◆ TASK STATEMENT ◆
Give the part of the hormesis text that opens with the words containing "Professor Cross correctly" and closes with "benefit cost analysis." again, swapping "regulatory" for "administrative".

◆ EXTRACT ◆
((

Legal Implications of Hormesis:


Kathleen E. Kunzer*

American Chemistry Council

1300 Wilson Blvd.

Arlington, VA 22209

Phone: 703-741-5177

Fax: 703-741-6177


I first became aware of the concept of hormesis, though not the term, in late 1993 - early 1994 when the Environmental Protection Agency (EPA) was proposing to add over 300 new chemicals to the list of chemicals subject to annual release reporting under the Toxic Release Inventory Program.1 Chemicals may be added to the list because they are known or reasonably anticipated to cause a variety of adverse health effects, including cancer, reproductive dysfunction, neurological disorders, etc. One of the substances being considered for addition was folic acid. At the same time, news stories appeared highlighting the importance of folic acid in the diets of pregnant women for fetal development. 2,3 How could both these things be true! In the end, EPA chose not to include folic acid on its list of toxic substances. Its reasoning was never a matter of public record, but the low-dose benefits of folic acid had to be a factor. It was the right outcome, but, unfortunately, not one that was dictated by the law.

It is difficult to argue with the public health benefit of taking into account all the public health or environmental benefits, as well as risks, posed by a substance when considering whether and to what degree to regulate that substance. It is compelled by the first principle of medicine: "first, do no harm." The consideration of hormesis is subsumed in the larger question of how agencies account for the potential adverse consequences of a proposed regulation often referred to as risk-risk analysis or countervailing risk. Passenger side air bags are the classic example, but others include the risk posed by asbestos removal or the risk posed by removing a product from the market either from loss of the benefits of the product or from risks posed by substitutes. There is no requirement now that an agency consider the risks posed by a certain regulation and no legal imperative to first do no harm in accounting for hormetic effects when setting standards.

Professor Cross correctly notes that hormesis does not fit easily under current law and regulatory practice. In technology based standards, this is clearly the case. Where standards are being set based on health effects outcomes, the opportunity is there to consider hormetic effects in setting the standard, but it is rarely done. The good news is that developing case law may mean agencies will no longer be able to ignore evidence of hormesis.

Professor Cross proposes two different and interesting approaches for incorporating hormesis into standard setting. Both would require a restructuring of our environmental regulatory system. The first is to consider hormesis in determining the net-benefits of a regulation to set a standard that is determined by a benefit cost analysis.

In an ideal world, regulators would always try to maximize the net benefits achieved by a regulation. To do so, an agency would weigh the costs against the benefits and attempt to optimize the benefits for the costs expended. The agency would evaluate the costs and benefits (both quantifiable and non-quantifiable) and take into account the potential adverse consequences of a regulation. Under such a scheme, hormesis would be considered as either an offset in establishing the benefits to be achieved or as a cost if the regulation could impair health by reducing levels of a chemical so low that they were below the optimal level to provide protection.

))

◆ RECORDED INFORMATION ◆
((

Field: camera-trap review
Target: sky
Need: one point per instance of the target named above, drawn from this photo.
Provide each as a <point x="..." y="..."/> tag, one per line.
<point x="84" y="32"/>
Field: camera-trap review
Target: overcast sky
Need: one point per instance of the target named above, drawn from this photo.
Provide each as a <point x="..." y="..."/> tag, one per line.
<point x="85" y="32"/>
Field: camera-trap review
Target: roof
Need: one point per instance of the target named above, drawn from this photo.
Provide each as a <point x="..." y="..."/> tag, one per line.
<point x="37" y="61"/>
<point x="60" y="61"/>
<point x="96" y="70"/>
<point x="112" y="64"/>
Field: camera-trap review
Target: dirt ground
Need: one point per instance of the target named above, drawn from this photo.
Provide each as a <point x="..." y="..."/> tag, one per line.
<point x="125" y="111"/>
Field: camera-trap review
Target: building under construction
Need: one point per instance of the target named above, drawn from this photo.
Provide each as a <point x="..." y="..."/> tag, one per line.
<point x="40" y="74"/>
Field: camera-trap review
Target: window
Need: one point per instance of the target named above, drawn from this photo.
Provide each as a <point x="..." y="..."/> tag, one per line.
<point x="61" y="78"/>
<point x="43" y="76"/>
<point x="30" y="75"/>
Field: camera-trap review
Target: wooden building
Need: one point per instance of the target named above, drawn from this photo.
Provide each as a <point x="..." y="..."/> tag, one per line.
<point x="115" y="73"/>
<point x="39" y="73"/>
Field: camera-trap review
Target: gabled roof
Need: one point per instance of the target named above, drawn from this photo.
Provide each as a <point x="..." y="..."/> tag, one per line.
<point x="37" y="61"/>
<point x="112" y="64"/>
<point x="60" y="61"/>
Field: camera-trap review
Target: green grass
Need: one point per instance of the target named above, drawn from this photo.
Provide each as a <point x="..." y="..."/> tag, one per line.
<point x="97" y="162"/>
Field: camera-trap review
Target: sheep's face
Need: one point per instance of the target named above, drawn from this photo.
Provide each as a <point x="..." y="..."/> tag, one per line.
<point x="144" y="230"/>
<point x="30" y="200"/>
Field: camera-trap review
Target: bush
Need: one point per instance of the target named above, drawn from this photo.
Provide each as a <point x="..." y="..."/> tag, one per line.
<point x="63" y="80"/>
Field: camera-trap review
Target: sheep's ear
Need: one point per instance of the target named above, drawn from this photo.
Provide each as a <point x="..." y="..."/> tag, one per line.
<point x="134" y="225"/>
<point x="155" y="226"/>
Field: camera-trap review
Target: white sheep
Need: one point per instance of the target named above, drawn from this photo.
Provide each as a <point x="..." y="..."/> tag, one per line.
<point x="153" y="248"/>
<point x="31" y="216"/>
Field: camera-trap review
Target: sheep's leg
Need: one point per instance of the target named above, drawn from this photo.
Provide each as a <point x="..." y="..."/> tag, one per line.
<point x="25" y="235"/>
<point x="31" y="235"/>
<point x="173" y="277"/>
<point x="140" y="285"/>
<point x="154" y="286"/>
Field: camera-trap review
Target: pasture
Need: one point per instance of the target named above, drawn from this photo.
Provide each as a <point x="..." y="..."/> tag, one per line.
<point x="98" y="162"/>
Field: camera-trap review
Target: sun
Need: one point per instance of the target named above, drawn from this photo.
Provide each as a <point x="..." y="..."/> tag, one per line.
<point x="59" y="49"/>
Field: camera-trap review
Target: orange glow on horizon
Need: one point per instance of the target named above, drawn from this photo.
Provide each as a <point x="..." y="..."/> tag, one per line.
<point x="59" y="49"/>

))

◆ ANSWER TO THE PROBLEM ◆
Professor Cross correctly notes that hormesis does not fit easily under current law and administrative practice. In technology based standards, this is clearly the case. Where standards are being set based on health effects outcomes, the opportunity is there to consider hormetic effects in setting the standard, but it is rarely done. The good news is that developing case law may mean agencies will no longer be able to ignore evidence of hormesis.

Professor Cross proposes two different and interesting approaches for incorporating hormesis into standard setting. Both would require a restructuring of our environmental administrative system. The first is to consider hormesis in determining the net-benefits of a regulation to set a standard that is determined by a benefit cost analysis.